Testo scelto →

Decideranno le Sezioni Unite della Cassazione

Un lavoratore è stato licenziato con lettera del 7 luglio, per superamento del periodo di comporto. Il lavoratore ha impugnato il licenziamento sostenendo che il periodo di comporto non era maturato perché i suoi giorni di assenza per malattia non avevano superato il limite temporale previsto dal contratto collettivo. Il licenziamento è stato dichiarato legittimo dal tribunale e dalla corte d'appello ma con efficacia dal 27 luglio successivo perché, secondoquei giudici, il licenziamento intimato prima della scadenza del periodo di comporto non è nullo e neppure ingiustificato ma temporaneamente inefficace sino al venir meno della situazione ostativa.

Il problema giuridico che si è posto dinanzi alla Cassazione è quello di valutare se il licenziamento per superamento del periodo di comporto, intimato prima che maturi definitivamente il termine debba essere considerato nullo o semplicemente inefficace. Nel caso in cui fosse nullo il lavoratore avrebbe diritto alla reintegrazione nel posto di lavoro e al risarcimento dei danni; nel caso in cui, invece, fosse ritenuto semplicemente inefficace, quel licenziamento diventerebbe esecutivo solo al maturare dell'effettivo superamento del periodo di garanzia della conservazione del posto di lavoro. In quest'ultimo caso il lavoratore avrebbe diritto solo ad avere il trattamento economico medio tempore.

Attività richieste →
a) Riscrivi il testo scelto partendo dalle parole "Decideranno le Sezioni" e fermandoti dopo "della situazione ostativa.". Sostituisci "tribunale" con "giudice di primo grado".
b) Rispondi a queste domande sul testo scelto:
(i) In che data è stata scritta la lettera di licenziamento?
(ii) Secondo il tribunale e la corte d'appello, da quando ha efficacia il licenziamento?
(iii) Se il licenziamento fosse nullo, a che cosa avrebbe diritto il lavoratore?
c) Indica se ciascuna affermazione concorda con il testo scelto:
(i) Il tribunale ha dichiarato illegittimo il licenziamento.
(ii) Se il licenziamento fosse solo inefficace, il lavoratore avrebbe diritto soltanto al trattamento economico medio tempore.
(iii) Secondo il lavoratore, i suoi giorni di assenza per malattia non avevano superato il limite previsto dal contratto collettivo.

I dati →
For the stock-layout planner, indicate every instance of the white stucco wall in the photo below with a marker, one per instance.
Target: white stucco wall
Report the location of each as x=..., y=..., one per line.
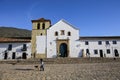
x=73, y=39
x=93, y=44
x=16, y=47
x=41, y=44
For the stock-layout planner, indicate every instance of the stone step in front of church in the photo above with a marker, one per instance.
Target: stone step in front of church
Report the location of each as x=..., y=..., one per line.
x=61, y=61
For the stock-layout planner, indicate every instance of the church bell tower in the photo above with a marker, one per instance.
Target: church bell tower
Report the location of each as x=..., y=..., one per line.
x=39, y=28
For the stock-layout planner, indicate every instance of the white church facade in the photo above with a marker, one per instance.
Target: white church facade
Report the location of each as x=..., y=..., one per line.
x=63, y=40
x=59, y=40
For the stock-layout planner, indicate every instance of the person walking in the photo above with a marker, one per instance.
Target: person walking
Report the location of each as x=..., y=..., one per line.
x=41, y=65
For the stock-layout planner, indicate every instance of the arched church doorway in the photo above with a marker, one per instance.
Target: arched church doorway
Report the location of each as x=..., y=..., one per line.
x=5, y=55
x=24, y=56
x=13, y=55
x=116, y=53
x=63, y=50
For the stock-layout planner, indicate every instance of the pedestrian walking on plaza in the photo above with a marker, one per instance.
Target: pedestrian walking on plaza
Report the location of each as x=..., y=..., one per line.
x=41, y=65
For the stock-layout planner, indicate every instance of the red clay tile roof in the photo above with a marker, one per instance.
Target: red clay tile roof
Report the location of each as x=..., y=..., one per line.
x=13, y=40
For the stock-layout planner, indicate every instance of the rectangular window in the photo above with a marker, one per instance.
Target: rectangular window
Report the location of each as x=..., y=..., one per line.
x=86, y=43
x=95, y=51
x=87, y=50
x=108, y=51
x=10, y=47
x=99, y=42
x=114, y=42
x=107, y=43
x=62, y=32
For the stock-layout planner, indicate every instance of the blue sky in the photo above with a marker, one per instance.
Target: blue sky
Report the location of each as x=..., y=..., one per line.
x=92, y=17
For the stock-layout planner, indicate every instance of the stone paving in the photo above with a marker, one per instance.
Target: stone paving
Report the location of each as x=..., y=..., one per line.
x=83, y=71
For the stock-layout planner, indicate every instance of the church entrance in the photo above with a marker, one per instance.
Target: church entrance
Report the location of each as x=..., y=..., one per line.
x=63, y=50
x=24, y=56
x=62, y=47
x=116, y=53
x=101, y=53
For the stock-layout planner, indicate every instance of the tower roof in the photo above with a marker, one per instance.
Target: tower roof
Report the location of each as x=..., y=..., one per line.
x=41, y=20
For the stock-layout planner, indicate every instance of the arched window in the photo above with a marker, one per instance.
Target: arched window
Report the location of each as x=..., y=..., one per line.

Soluzioni proposte →
a)
Decideranno le Sezioni Unite della Cassazione

Un lavoratore è stato licenziato con lettera del 7 luglio, per superamento del periodo di comporto. Il lavoratore ha impugnato il licenziamento sostenendo che il periodo di comporto non era maturato perché i suoi giorni di assenza per malattia non avevano superato il limite temporale previsto dal contratto collettivo. Il licenziamento è stato dichiarato legittimo dal giudice di primo grado e dalla corte d'appello ma con efficacia dal 27 luglio successivo perché, secondoquei giudici, il licenziamento intimato prima della scadenza del periodo di comporto non è nullo e neppure ingiustificato ma temporaneamente inefficace sino al venir meno della situazione ostativa.

b)
(i) Il 7 luglio.
(ii) Dal 27 luglio successivo.
(iii) Alla reintegrazione nel posto di lavoro e al risarcimento dei danni.

c)
(i) No: "Il licenziamento è stato dichiarato legittimo dal tribunale e dalla corte d'appello".
(ii) Sì: "In quest'ultimo caso il lavoratore avrebbe diritto solo ad avere il trattamento economico medio tempore."
(iii) Sì: "i suoi giorni di assenza per malattia non avevano superato il limite temporale previsto dal contratto collettivo".